%%

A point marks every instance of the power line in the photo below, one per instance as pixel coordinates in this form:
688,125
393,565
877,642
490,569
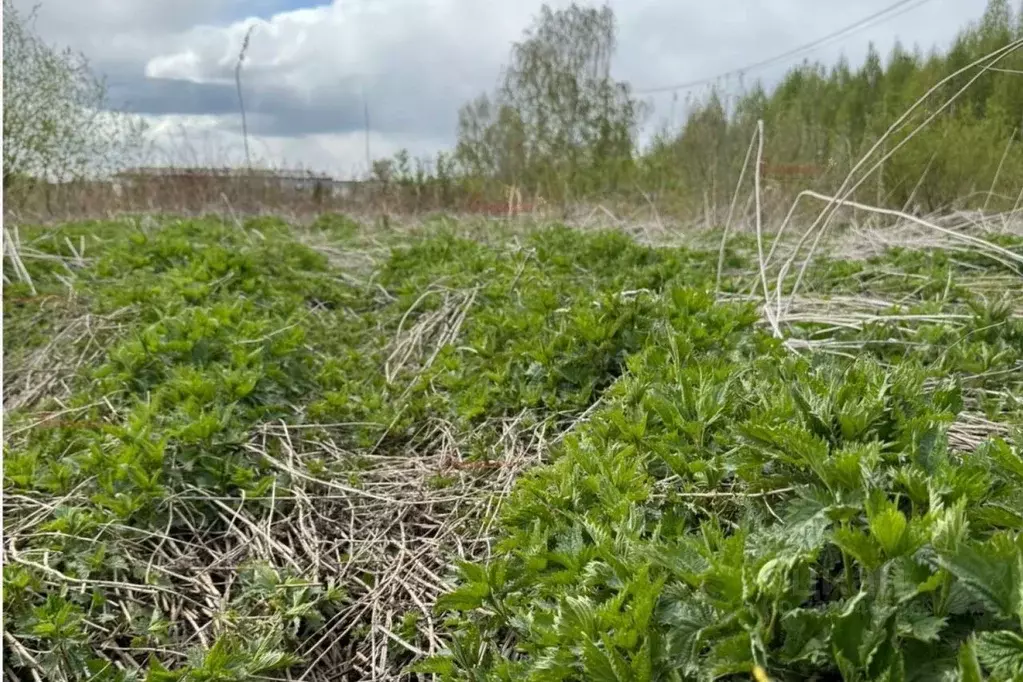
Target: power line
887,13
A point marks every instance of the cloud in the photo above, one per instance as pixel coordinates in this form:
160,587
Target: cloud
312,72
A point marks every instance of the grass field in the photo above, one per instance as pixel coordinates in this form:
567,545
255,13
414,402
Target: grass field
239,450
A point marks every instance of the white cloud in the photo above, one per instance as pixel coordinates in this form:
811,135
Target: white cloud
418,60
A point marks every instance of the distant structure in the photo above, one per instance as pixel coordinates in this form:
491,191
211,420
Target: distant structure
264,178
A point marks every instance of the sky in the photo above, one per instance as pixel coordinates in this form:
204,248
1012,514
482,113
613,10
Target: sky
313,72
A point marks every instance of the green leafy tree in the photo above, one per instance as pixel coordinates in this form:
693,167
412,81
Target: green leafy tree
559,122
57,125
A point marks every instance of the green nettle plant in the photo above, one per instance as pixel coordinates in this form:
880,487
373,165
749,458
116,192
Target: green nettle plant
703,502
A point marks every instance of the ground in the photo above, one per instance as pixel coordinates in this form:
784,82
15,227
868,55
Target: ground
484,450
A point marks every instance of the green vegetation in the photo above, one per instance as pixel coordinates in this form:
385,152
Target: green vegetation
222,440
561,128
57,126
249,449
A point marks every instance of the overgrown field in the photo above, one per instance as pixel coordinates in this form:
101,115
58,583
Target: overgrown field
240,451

%%
%%

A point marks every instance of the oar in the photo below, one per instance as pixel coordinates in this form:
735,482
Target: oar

%%

The task: Gather every line from the listing above that contains the string "nettle" and copy each one.

Solution to this problem:
A point marks every instance of the green nettle plant in the photo above, one per instance as pixel coordinates in this form:
Target: green nettle plant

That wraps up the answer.